**TEXT EXCERPT**
►
The "present" in general relativity is a thorny topic. It's already no bouquet of roses in special relativity, but there is at least a fairly simple theorem for it.

Two events are causally related if there exists a causal curve (timelike or null) linking them. If no such curve exists, we say that these two events are synchronous. A synchronization is a foliation of our spacetime by achronal spacelike hypersurfaces (ie : we have a time function $\mathfrak{t} : M \to \mathbb{R}$ such that $\mathfrak{t}^{-1}(t) = \Sigma_t$, $\Sigma_t$ a spacelike hypersurface), for which we say that if two events evaluate to the same value under this time function, then they are synchronous.

Given some inertial observer $\gamma$, there exists, for Minkowski space, an objective way of performing a synchronization of our spacetime using only physical processes. If, for every $p_\tau \in \gamma$, such that $\gamma(\tau) = p_\tau$, our observer emits light rays in all directions (each of them labelled by time of emission and angles $\theta, \phi$), then by a theorem of Weyl, you can find a synchronization for every point. If the signal $(\tau_1, \theta, \phi)$ is reflected by another point and returns to our observer $\gamma_0$ at $\tau_2$, then we say that this point (let's call it $p_{\tau_1\tau_2\theta\phi}$) is synchronous with a point of $\gamma_0$ somewhere between $p_{\tau_1}$ and $p_{\tau_2}$. The exact point we get is given by the Reichenbach synchronization :

\begin{equation} \tau = \tau_1 + \varepsilon(\tau_2 - \tau_1) \end{equation}

with $\varepsilon \in (0,1)$. Those all roughly correspond to every possible spacelike straight lines crossing $\gamma_0$. In particular, the standard synchronization we usually use is the Einstein synchronization, $\varepsilon = 1/2$. This corresponds to the notion that, in this coordinate system, light is measured as $c$ (other Reichenbach conventions, light has on average the speed of light but its "coordinate speed" is faster or slower depending on how it travels). Given this, we can assign to every point of Minkowski space an angle, time, and a distance from the Synge formula :

$$\| p \| = \sqrt{(t - t_1)(t - t_2)}$$

Which basically just means that it is at a distance far enough that this distance divided by the time for the trip is the speed of light (with $c = 1$ here).

Now let's consider the case of curved spacetime. Immediately things go back, for a very wide variety of reasons.

  • A light signal sent at local time $\tau_1$ can come back before $\tau_1$ due to bad causal behaviour.
  • A future-pointing light signal may come back as a past-pointing light signal (it will come back in such a way that it seems to actually be emitted again by the original observer!)
  • Two points may be separated in such a way that the return signal will never come back, due to horizons.
  • If our manifold has a cut locus, two different null geodesics can end on the same point.

There are many reasons why things can go bad. Not all of them make it impossible to perform such a thing, but it is most certainly a much less trivial affair than before. I'll go over a few techniques, simplifications and mitigating factors.

First, some ground rules : we'll pick the most physically reasonable type of spacetime with respect to causality. In other words, a globally hyperbolic spacetime. This way, we know that a synchronization exists at least in principle. A globally hyperbolic spacetime is characterized by the existence of Cauchy surfaces, ie achronal spacelike hypersurfaces such that every causal curve intersects each such surfaces exactly once. This is equivalent to the previously mentioned time function $\mathfrak{t}$, and in this case we have $\mathfrak{t}^{-1}(t) = \Sigma_t$ being a Cauchy surface.
◄
**DATA**
►
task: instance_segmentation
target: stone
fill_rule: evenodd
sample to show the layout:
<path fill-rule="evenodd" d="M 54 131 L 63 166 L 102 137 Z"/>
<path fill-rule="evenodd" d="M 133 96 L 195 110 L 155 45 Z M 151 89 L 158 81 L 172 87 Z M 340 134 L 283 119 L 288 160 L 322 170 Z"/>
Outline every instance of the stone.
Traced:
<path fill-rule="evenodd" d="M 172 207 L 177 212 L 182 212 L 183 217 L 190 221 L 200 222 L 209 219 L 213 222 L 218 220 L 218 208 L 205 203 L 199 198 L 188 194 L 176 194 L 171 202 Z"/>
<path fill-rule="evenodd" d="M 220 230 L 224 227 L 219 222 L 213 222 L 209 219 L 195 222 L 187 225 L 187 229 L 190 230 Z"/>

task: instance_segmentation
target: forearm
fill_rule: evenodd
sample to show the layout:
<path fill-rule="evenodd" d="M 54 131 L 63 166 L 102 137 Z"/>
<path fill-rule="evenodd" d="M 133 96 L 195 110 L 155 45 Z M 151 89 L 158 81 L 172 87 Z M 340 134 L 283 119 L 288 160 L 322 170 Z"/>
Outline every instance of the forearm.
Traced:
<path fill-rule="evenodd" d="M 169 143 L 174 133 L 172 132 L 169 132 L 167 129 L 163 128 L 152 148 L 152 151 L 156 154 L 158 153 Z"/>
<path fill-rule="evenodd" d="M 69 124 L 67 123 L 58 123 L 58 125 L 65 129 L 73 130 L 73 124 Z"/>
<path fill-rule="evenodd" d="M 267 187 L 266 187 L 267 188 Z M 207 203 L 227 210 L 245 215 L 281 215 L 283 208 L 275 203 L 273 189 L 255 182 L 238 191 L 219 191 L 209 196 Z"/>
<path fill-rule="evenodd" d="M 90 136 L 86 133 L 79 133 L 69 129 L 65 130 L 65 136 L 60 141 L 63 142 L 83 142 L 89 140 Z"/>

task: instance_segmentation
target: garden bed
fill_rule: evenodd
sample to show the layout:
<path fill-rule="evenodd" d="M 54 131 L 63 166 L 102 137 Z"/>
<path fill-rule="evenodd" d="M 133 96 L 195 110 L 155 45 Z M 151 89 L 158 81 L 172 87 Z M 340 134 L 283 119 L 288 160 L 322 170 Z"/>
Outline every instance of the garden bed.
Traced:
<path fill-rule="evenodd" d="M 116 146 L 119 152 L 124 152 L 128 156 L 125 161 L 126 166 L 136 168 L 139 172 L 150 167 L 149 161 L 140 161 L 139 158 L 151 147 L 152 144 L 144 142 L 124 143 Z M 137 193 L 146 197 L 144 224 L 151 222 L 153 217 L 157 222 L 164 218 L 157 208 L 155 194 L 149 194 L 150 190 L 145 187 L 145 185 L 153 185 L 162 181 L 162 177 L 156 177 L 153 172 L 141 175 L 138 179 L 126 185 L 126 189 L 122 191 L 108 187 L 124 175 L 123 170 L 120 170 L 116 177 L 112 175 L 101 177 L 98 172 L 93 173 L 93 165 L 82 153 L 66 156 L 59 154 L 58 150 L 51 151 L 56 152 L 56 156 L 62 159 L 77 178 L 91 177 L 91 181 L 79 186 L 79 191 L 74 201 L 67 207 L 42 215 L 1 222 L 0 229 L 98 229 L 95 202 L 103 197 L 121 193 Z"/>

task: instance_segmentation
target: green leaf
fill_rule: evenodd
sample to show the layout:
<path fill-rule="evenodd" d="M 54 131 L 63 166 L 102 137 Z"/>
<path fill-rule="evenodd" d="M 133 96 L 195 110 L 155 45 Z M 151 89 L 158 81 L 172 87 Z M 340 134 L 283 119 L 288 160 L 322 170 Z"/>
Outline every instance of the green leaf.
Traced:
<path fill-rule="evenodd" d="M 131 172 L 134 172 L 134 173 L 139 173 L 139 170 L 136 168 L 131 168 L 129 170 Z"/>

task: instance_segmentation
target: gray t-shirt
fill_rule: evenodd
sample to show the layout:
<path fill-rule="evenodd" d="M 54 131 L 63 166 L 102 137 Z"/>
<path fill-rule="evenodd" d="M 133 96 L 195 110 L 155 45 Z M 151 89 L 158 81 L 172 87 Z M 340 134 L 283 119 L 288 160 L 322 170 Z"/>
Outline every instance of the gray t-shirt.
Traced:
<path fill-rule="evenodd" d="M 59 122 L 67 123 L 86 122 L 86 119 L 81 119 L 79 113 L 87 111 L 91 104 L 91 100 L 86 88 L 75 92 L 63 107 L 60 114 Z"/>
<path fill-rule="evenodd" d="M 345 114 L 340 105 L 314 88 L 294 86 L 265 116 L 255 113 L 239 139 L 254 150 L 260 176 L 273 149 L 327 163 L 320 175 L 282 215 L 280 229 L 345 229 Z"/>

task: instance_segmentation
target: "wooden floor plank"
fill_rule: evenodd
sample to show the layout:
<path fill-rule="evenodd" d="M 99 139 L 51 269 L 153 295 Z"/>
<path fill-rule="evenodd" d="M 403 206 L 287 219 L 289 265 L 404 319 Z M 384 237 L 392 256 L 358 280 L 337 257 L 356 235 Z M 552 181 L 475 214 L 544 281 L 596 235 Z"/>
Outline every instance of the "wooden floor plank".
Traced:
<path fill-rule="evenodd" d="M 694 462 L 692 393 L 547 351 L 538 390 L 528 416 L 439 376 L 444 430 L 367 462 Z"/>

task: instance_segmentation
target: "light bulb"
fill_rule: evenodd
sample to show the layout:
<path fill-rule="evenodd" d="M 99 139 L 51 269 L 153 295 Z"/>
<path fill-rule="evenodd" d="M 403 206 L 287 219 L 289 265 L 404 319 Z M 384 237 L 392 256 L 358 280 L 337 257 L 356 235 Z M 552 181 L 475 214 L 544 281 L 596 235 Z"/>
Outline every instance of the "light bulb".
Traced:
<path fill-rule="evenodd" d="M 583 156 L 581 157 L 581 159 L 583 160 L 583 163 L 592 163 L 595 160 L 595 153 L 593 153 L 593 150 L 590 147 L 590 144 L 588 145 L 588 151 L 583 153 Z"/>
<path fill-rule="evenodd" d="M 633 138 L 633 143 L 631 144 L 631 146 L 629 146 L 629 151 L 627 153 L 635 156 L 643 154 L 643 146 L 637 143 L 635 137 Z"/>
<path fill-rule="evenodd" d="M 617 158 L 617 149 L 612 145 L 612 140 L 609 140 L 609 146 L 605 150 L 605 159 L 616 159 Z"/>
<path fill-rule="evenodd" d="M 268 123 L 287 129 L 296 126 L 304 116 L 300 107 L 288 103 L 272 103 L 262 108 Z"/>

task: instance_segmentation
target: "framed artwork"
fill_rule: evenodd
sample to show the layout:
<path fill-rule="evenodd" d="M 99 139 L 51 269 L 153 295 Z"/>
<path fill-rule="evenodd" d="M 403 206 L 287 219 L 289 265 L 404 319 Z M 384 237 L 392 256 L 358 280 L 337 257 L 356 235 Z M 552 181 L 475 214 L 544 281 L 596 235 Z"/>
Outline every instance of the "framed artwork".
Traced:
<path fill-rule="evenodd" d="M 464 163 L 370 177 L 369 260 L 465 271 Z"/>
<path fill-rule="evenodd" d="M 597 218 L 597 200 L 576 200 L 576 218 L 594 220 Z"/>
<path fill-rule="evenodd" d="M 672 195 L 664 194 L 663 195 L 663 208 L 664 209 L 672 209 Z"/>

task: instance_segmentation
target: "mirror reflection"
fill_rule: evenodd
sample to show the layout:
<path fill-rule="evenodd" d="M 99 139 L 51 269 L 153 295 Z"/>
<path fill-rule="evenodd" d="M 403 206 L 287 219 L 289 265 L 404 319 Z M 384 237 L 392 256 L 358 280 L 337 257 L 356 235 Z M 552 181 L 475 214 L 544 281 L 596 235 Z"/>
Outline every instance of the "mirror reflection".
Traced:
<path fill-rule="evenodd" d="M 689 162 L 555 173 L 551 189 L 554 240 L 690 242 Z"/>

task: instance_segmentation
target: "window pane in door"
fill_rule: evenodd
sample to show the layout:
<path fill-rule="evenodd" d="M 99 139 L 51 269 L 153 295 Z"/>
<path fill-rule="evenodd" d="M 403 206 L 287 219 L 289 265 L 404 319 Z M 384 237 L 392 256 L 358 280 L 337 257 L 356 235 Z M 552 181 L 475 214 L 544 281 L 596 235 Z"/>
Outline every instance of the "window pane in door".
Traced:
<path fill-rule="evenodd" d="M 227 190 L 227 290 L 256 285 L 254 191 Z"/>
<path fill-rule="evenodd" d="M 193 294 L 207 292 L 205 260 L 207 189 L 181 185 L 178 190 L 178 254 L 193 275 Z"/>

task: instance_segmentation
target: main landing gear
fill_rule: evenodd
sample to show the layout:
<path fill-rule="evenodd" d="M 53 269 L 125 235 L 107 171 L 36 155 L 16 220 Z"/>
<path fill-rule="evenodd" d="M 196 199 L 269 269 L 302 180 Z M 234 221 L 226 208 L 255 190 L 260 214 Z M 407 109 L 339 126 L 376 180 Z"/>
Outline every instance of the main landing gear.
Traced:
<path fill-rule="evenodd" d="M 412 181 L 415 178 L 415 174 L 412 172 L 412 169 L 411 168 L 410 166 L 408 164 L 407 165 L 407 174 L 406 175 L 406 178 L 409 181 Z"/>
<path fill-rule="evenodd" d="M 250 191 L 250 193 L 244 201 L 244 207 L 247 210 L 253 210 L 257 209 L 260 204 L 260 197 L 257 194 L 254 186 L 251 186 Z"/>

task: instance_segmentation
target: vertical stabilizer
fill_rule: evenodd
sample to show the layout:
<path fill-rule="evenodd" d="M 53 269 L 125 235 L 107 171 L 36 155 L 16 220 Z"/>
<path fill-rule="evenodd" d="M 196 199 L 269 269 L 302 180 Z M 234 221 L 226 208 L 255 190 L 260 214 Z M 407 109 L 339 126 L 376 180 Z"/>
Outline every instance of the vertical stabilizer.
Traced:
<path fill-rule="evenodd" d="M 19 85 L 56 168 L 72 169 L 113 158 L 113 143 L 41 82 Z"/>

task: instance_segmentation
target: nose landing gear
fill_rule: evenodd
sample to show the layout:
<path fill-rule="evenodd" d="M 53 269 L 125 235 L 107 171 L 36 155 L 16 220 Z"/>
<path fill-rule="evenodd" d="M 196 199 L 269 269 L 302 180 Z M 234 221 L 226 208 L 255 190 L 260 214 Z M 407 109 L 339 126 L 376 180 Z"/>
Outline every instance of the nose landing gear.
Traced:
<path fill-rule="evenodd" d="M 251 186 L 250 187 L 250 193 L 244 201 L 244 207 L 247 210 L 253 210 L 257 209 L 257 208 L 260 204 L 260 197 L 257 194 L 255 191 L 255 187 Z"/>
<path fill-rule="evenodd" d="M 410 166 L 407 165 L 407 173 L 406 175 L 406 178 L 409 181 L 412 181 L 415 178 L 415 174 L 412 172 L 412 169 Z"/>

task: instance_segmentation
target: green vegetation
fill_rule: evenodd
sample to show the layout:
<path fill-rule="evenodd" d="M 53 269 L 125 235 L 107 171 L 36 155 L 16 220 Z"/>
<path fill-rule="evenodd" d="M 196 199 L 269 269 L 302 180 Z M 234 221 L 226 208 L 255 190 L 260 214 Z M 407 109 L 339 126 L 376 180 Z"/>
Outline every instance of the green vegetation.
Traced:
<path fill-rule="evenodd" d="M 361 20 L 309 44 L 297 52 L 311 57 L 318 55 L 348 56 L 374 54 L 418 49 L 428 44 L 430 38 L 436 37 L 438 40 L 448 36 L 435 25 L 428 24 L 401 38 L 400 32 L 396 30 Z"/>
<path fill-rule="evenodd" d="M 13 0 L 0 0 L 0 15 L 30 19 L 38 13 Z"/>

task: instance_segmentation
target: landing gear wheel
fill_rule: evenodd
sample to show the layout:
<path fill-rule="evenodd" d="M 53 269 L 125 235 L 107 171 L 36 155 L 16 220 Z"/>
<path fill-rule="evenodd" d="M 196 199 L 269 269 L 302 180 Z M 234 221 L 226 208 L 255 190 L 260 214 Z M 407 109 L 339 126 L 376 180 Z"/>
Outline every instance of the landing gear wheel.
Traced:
◄
Transcribe word for word the passage of the text on the present in relativity, above, that begins with the words "Now let's consider" and ends with "the original observer!)".

**EXPECTED ANSWER**
Now let's consider the case of curved spacetime. Immediately things go back, for a very wide variety of reasons.

  • A light signal sent at local time $\tau_1$ can come back before $\tau_1$ due to bad causal behaviour.
  • A future-pointing light signal may come back as a past-pointing light signal (it will come back in such a way that it seems to actually be emitted again by the original observer!)